Problems:
(1) Answer these from the page on the PS² display cabinets:
(a) What is the length of each cabinet?
(b) Which former business used the cabinets, and what did it show in them?
(c) In what year did Djeribi emigrate to Dublin?
(2) Transcribe the page on the PS² display cabinets, beginning at the words "Measurements" and stopping after "an ongoing series.".

February 2017- March 2018.
Display cabinets
Series of on-going projects in the half-outdoors.
DJERIBI; Johanna Leech; Colin Dardis; Ellie Niblock
Ends 31 March 2018
PS² has 2 display cabinets outside the new location at 11 North Street. Used by the former business Braddell to show small items of fishing-tackle equipment, we turn the cabinets into a mini PS². With no barriers for passers-by to have a look, the showcases sit at the outside next to our entrance, sheltered but still public, connected with the street.
Call for proposals
PS² invites everyone who is interested to use the showcases, from artist to organisations, hobby collectors, writers, sound enthusiasts…to send a short proposal for their possible use of this mini-PS². The projects could last from 1 day to three weeks, change daily or stay still. During the time of a showcase project, you will have the keys to the cabinets and design the display as you like. The outside shutters are open during the day, at night we currently have to close them.
Measurements
Length: 154cm
Width: 68cm
Depth: 11cm
Contact
If you are interested, please send a short outline of your showcase project (not more than 200 words) and if possible few images to: pssquared@btconnect.com
1. DJERIBI: ' I could choose to call this: remnants of a disappointed life'
18 February - 11 March 2017
DJERIBI
I could choose to call this: remnants of a disappointed life by Djeribi is the first project in an ongoing series.
The cabinet installation presents a stage in the process of the artist's ongoing work with the notion of leftovers. An inveterate hoarder, Djeribi was invited to the house of one of her deceased neighbours to divert her abandoned personal possessions from the landfill, once her descendants had chosen what they wanted to hang on to. A manner of inheritance, albeit unintentional, that was found to weigh heavily in the artist's hands. By taking here a small breath on the path of reappropriation, reflecting on what she understands of this unsung disappointed life Djeribi questions if there is a duty attached to the reusing of other people's stuff to make one's work. What if objects are actually imbued with their previous owner's soul (Flann O'Brien's The Third Policeman) and what if artistic practitioners were requested to actually pay their perceived dues by honouring those who do not have a voice. Unwinding and rewinding the wool into tight new balls while contemplating the trying life of a rural woman's existence, Djeribi hazard the possibility of redemption through the repurposing of one's life leftovers.
A short note, typed on the wide-carriage typewriter—also part of the accidental inheritance—spells a manner of title. A QR code allows the visitor endowed with the appropriate technology to access the soundtrack of the piece on soundcloud, the artist's voice - click here.
Djeribi, born in Paris, emigrated to Dublin in 1990 and on to neo-peasantry in Leitrim in 2000.
She has been running mermaid turbulence, a publishing project since 1993. Her inclusive polymorphic practice—that had to compete for attention, over a large number of years, with the bringing up of her two children—includes writing, visual arts (artists books, objects, films, installations), opinionated food (sourdough bread; delicious, experimental and fermented stuff; edible art interventions) and farming as an intentional political act.

Stored records:
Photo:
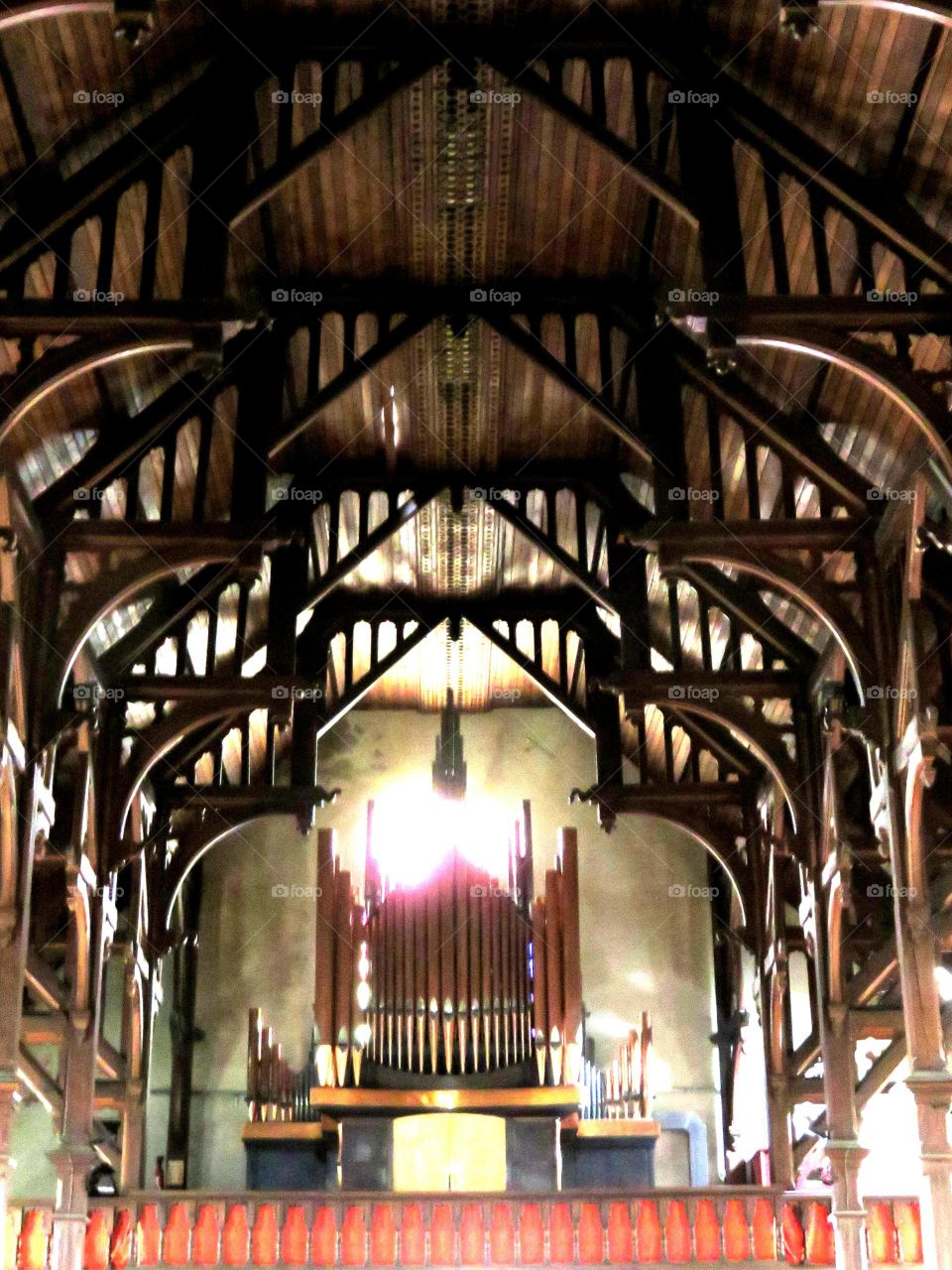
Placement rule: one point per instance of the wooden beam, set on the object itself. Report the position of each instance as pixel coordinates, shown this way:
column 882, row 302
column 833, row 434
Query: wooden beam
column 669, row 688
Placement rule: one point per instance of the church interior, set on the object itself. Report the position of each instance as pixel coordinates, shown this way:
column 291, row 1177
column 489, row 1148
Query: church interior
column 475, row 633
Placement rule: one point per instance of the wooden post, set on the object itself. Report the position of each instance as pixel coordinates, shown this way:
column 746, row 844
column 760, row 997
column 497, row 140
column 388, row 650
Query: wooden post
column 91, row 926
column 821, row 906
column 324, row 956
column 905, row 728
column 182, row 1033
column 571, row 952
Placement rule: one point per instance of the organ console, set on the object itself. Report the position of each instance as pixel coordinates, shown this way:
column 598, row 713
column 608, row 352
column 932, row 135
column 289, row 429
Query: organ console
column 461, row 993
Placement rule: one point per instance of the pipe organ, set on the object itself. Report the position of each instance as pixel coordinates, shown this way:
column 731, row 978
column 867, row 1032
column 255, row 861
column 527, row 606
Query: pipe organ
column 458, row 994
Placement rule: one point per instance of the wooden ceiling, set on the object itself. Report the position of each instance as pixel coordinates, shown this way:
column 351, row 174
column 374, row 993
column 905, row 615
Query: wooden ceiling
column 436, row 189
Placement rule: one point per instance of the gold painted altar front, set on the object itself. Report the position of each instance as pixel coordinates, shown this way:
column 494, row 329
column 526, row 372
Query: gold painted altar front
column 454, row 1151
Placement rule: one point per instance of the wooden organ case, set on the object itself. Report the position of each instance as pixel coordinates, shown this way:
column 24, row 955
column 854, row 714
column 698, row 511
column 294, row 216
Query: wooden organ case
column 461, row 997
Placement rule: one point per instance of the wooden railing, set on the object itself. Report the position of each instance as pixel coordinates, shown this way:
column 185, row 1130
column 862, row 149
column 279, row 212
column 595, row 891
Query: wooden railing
column 744, row 1227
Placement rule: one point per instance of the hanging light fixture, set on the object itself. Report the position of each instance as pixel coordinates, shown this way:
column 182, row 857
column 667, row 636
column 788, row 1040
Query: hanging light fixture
column 449, row 769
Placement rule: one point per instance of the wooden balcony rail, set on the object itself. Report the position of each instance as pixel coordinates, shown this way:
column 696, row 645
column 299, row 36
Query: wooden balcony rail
column 744, row 1227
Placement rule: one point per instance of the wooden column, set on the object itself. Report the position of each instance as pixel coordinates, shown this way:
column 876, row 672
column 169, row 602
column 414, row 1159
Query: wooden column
column 91, row 928
column 821, row 907
column 902, row 747
column 182, row 1033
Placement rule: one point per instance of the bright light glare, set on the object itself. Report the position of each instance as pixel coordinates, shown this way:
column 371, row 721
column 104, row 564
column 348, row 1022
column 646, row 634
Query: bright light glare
column 414, row 829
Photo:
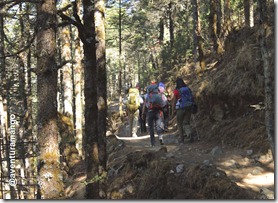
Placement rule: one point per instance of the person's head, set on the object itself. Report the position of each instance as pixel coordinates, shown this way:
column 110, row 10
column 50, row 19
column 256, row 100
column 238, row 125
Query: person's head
column 138, row 86
column 180, row 83
column 161, row 87
column 161, row 84
column 153, row 80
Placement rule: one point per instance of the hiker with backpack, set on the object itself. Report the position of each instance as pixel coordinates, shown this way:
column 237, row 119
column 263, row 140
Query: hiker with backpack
column 153, row 106
column 163, row 91
column 134, row 100
column 182, row 103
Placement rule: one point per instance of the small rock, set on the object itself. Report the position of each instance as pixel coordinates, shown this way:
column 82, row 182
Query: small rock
column 216, row 151
column 206, row 162
column 249, row 152
column 180, row 168
column 268, row 193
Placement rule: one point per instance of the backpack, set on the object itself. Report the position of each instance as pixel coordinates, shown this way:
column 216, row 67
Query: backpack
column 186, row 97
column 154, row 98
column 133, row 101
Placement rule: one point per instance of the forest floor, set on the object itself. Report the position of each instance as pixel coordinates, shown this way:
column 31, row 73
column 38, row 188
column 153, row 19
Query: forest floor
column 198, row 170
column 232, row 160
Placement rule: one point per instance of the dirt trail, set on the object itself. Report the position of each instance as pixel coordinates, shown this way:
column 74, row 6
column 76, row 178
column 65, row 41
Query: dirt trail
column 247, row 170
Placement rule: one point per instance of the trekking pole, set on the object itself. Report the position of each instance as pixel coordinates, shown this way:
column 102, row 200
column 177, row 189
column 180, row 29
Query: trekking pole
column 198, row 136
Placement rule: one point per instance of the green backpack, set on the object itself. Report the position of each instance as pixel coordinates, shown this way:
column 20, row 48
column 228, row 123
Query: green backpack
column 133, row 101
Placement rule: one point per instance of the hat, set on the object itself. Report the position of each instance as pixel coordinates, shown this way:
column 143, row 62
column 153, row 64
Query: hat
column 161, row 85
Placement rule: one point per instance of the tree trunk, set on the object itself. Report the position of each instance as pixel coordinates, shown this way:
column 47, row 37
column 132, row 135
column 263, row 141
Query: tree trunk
column 120, row 62
column 198, row 40
column 227, row 18
column 246, row 4
column 91, row 111
column 268, row 71
column 171, row 24
column 213, row 24
column 102, row 91
column 50, row 182
column 161, row 31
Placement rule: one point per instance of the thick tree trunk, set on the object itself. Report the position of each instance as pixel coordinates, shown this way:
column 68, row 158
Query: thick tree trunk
column 246, row 5
column 50, row 182
column 102, row 91
column 268, row 71
column 161, row 31
column 91, row 111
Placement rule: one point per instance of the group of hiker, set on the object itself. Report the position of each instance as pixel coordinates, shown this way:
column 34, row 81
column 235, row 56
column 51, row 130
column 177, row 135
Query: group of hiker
column 154, row 106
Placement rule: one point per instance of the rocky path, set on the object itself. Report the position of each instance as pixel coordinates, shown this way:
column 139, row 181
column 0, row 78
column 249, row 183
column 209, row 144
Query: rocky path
column 243, row 167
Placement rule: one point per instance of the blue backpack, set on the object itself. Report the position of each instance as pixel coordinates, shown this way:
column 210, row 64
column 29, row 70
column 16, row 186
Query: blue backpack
column 154, row 97
column 186, row 97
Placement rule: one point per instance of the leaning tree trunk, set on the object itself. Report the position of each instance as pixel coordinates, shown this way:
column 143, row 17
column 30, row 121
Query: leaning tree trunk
column 268, row 71
column 102, row 92
column 91, row 111
column 50, row 182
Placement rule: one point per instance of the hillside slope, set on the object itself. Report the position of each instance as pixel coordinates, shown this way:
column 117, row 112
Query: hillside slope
column 232, row 160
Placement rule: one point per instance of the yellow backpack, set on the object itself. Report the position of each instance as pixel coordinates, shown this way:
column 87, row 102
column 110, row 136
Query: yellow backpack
column 133, row 101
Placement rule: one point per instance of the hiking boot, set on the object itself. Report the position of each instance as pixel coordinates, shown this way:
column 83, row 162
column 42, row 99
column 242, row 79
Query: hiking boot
column 191, row 139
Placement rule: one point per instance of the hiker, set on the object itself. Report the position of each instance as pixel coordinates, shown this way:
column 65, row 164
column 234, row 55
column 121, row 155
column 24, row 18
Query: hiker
column 153, row 107
column 181, row 104
column 142, row 118
column 163, row 91
column 133, row 104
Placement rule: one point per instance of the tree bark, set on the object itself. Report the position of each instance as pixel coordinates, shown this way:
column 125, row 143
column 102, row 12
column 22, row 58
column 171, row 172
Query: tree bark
column 102, row 92
column 50, row 182
column 171, row 24
column 91, row 111
column 246, row 4
column 268, row 70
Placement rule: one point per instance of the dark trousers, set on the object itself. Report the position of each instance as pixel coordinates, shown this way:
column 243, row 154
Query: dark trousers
column 142, row 121
column 155, row 120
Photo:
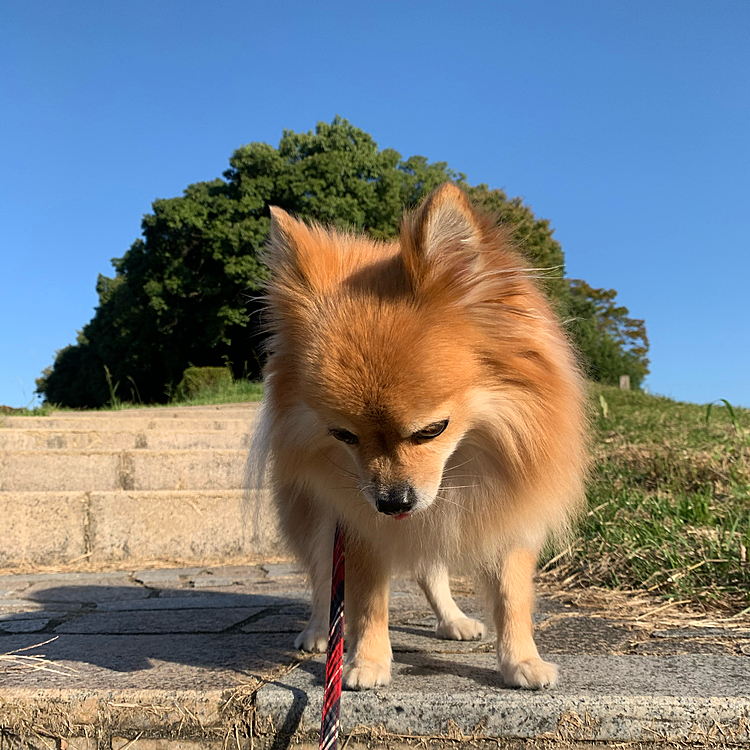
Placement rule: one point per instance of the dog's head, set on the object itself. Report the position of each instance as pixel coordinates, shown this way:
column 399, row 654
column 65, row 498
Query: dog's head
column 388, row 344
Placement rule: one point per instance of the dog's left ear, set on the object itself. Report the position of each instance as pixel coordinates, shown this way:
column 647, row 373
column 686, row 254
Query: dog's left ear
column 442, row 234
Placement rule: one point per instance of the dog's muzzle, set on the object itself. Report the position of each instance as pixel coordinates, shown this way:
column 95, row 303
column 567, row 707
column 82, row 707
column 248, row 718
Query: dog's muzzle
column 393, row 501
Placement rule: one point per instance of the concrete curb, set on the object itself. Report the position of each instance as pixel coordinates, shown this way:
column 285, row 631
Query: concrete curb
column 605, row 698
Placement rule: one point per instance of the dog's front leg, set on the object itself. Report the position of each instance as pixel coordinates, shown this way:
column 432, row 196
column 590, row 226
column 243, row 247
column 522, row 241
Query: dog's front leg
column 368, row 661
column 511, row 591
column 453, row 624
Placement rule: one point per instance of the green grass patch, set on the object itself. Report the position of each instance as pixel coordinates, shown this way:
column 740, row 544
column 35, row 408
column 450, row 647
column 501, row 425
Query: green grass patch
column 236, row 391
column 668, row 502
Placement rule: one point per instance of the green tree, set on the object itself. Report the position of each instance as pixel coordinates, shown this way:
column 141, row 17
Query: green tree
column 611, row 343
column 186, row 292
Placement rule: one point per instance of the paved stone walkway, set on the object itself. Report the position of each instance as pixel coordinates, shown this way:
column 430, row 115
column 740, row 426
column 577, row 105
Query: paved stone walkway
column 205, row 654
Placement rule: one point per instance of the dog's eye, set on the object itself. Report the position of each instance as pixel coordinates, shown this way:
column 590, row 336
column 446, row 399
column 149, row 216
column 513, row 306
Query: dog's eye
column 431, row 431
column 344, row 436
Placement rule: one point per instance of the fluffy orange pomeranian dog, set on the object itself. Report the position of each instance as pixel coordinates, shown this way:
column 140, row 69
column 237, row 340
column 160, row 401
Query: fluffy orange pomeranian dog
column 422, row 394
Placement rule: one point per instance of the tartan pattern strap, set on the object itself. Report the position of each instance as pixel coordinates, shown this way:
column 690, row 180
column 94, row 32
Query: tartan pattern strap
column 329, row 729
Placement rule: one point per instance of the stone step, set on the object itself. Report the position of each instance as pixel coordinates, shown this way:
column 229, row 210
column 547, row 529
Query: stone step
column 202, row 658
column 58, row 528
column 221, row 411
column 140, row 424
column 49, row 440
column 92, row 470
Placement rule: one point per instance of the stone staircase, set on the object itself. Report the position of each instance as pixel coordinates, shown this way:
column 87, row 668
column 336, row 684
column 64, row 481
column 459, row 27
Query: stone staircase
column 134, row 486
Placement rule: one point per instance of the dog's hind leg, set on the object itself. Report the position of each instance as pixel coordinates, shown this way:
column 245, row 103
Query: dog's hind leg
column 453, row 624
column 511, row 591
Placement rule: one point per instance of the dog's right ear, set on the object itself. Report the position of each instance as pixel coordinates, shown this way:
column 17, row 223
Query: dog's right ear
column 442, row 237
column 285, row 239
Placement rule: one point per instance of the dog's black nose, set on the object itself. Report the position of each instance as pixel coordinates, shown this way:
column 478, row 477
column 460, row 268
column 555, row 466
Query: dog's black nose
column 395, row 500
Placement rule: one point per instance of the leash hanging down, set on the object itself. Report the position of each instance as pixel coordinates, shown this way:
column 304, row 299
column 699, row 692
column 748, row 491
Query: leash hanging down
column 329, row 729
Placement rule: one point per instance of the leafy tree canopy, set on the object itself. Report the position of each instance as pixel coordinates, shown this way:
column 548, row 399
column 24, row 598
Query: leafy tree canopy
column 185, row 293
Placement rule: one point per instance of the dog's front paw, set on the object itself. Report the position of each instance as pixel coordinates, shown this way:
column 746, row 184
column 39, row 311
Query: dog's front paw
column 461, row 629
column 531, row 673
column 363, row 674
column 312, row 640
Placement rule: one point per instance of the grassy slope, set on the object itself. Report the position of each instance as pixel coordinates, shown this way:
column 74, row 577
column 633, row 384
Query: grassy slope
column 669, row 501
column 669, row 498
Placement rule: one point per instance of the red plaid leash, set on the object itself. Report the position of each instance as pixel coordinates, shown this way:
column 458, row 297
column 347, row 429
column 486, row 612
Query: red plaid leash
column 329, row 729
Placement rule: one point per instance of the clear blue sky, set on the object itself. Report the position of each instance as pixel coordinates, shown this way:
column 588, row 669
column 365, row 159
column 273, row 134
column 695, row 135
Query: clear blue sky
column 627, row 124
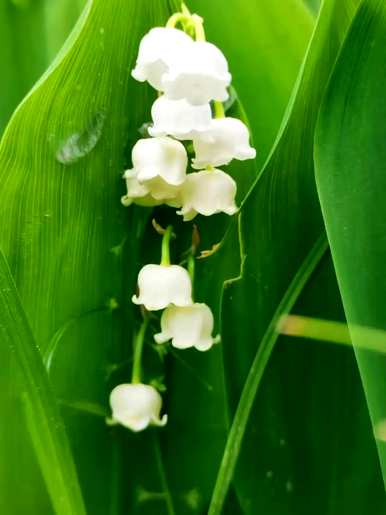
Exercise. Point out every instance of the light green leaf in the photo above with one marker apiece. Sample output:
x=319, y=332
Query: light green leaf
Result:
x=264, y=42
x=351, y=175
x=33, y=404
x=61, y=161
x=281, y=221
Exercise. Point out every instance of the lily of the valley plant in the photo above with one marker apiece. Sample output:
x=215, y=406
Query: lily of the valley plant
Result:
x=192, y=80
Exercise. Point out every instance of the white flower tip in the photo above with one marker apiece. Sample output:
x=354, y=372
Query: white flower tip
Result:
x=137, y=74
x=187, y=214
x=161, y=338
x=160, y=422
x=136, y=406
x=126, y=200
x=161, y=285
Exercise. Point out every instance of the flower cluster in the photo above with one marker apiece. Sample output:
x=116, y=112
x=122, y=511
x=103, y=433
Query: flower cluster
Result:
x=192, y=80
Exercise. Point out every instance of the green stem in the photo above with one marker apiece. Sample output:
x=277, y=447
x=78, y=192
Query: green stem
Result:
x=219, y=111
x=177, y=18
x=191, y=267
x=138, y=348
x=185, y=10
x=199, y=31
x=165, y=249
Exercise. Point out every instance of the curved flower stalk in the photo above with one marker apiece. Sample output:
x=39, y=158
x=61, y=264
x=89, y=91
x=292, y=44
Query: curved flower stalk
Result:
x=186, y=327
x=179, y=119
x=136, y=406
x=208, y=192
x=226, y=139
x=188, y=74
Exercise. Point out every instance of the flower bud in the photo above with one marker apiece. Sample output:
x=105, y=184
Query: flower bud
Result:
x=189, y=326
x=207, y=192
x=199, y=74
x=161, y=285
x=136, y=406
x=227, y=139
x=160, y=164
x=178, y=118
x=158, y=49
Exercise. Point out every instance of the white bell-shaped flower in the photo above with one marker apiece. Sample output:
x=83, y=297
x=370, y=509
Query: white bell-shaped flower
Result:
x=158, y=49
x=137, y=193
x=178, y=118
x=208, y=192
x=227, y=139
x=189, y=326
x=160, y=163
x=199, y=74
x=136, y=406
x=161, y=285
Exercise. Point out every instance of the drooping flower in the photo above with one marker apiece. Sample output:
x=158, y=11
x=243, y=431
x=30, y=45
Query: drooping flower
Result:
x=161, y=285
x=158, y=49
x=199, y=74
x=207, y=192
x=136, y=406
x=137, y=193
x=227, y=139
x=189, y=326
x=160, y=164
x=178, y=118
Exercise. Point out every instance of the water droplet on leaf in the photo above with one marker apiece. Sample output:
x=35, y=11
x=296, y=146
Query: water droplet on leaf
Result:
x=82, y=143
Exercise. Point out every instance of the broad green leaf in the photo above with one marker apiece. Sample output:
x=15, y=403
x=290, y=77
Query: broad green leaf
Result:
x=351, y=176
x=281, y=221
x=29, y=407
x=22, y=54
x=32, y=31
x=264, y=42
x=61, y=160
x=313, y=5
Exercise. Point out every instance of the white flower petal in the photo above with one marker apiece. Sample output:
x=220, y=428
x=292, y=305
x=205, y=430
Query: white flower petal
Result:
x=160, y=157
x=161, y=285
x=227, y=139
x=158, y=49
x=208, y=192
x=199, y=75
x=187, y=327
x=179, y=119
x=136, y=406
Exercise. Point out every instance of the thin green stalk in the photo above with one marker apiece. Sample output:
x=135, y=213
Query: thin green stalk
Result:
x=165, y=249
x=219, y=111
x=138, y=348
x=161, y=470
x=256, y=372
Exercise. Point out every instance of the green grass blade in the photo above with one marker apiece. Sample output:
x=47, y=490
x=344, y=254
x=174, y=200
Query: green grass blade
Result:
x=351, y=176
x=281, y=223
x=251, y=385
x=39, y=404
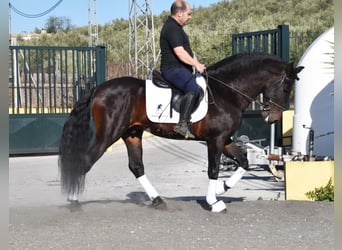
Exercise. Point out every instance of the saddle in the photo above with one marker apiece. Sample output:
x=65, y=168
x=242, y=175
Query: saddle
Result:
x=177, y=95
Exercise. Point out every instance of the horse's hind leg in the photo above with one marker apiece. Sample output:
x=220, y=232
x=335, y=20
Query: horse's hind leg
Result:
x=134, y=148
x=215, y=186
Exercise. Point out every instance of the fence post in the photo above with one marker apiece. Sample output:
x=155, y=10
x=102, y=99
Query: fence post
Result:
x=100, y=64
x=284, y=42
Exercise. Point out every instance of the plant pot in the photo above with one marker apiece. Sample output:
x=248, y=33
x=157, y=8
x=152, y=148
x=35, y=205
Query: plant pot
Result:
x=304, y=176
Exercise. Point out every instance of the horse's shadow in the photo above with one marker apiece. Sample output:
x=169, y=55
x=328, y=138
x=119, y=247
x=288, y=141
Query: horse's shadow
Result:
x=141, y=199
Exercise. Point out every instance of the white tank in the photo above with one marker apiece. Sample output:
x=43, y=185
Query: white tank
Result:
x=314, y=98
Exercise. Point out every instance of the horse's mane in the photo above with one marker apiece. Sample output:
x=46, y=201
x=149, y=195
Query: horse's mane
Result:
x=244, y=62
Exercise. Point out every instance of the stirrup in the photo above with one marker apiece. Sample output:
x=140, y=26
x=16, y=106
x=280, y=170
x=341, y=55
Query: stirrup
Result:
x=187, y=134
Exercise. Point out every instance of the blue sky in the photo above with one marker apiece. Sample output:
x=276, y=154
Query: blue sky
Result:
x=77, y=11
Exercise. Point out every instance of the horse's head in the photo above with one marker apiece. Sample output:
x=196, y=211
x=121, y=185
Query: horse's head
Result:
x=277, y=94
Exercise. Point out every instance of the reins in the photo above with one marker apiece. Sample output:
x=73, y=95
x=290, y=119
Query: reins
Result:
x=270, y=102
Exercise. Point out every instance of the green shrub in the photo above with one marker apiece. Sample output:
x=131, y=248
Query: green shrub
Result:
x=323, y=193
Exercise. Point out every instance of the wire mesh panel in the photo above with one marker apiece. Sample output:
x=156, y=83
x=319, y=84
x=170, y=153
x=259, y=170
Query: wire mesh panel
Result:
x=51, y=79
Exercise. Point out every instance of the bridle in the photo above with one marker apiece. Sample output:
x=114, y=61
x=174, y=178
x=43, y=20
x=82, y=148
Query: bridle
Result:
x=266, y=105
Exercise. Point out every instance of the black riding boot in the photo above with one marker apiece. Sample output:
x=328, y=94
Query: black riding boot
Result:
x=185, y=115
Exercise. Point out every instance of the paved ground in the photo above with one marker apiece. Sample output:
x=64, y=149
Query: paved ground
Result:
x=113, y=213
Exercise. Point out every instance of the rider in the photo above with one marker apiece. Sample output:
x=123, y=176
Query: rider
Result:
x=177, y=60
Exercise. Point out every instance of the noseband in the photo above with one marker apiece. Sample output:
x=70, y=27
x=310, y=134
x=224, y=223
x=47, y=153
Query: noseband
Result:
x=266, y=105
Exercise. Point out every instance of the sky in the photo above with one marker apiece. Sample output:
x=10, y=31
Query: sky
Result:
x=77, y=11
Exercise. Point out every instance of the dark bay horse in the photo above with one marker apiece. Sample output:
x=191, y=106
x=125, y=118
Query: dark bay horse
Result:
x=117, y=110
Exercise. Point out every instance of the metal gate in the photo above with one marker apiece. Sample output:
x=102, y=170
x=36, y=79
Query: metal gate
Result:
x=276, y=42
x=44, y=84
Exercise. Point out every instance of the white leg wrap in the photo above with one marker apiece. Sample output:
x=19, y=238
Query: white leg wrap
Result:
x=215, y=206
x=218, y=207
x=72, y=197
x=220, y=187
x=149, y=189
x=211, y=195
x=235, y=177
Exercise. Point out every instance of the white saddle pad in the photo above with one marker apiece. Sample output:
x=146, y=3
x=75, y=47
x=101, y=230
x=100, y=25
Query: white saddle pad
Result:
x=158, y=103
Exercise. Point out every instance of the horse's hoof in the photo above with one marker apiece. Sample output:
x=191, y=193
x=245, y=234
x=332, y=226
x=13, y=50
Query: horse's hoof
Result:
x=158, y=203
x=72, y=201
x=218, y=207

Exercise results:
(1)
(a) 154cm
(b) Braddell, which showed small items of fishing-tackle equipment.
(c) 1990

(2)
Measurements
Length: 154cm
Width: 68cm
Depth: 11cm
Contact
If you are interested, please send a short outline of your showcase project (not more than 200 words) and if possible few images to: pssquared@btconnect.com
1. DJERIBI: ' I could choose to call this: remnants of a disappointed life'
18 February - 11 March 2017
DJERIBI
I could choose to call this: remnants of a disappointed life by Djeribi is the first project in an ongoing series.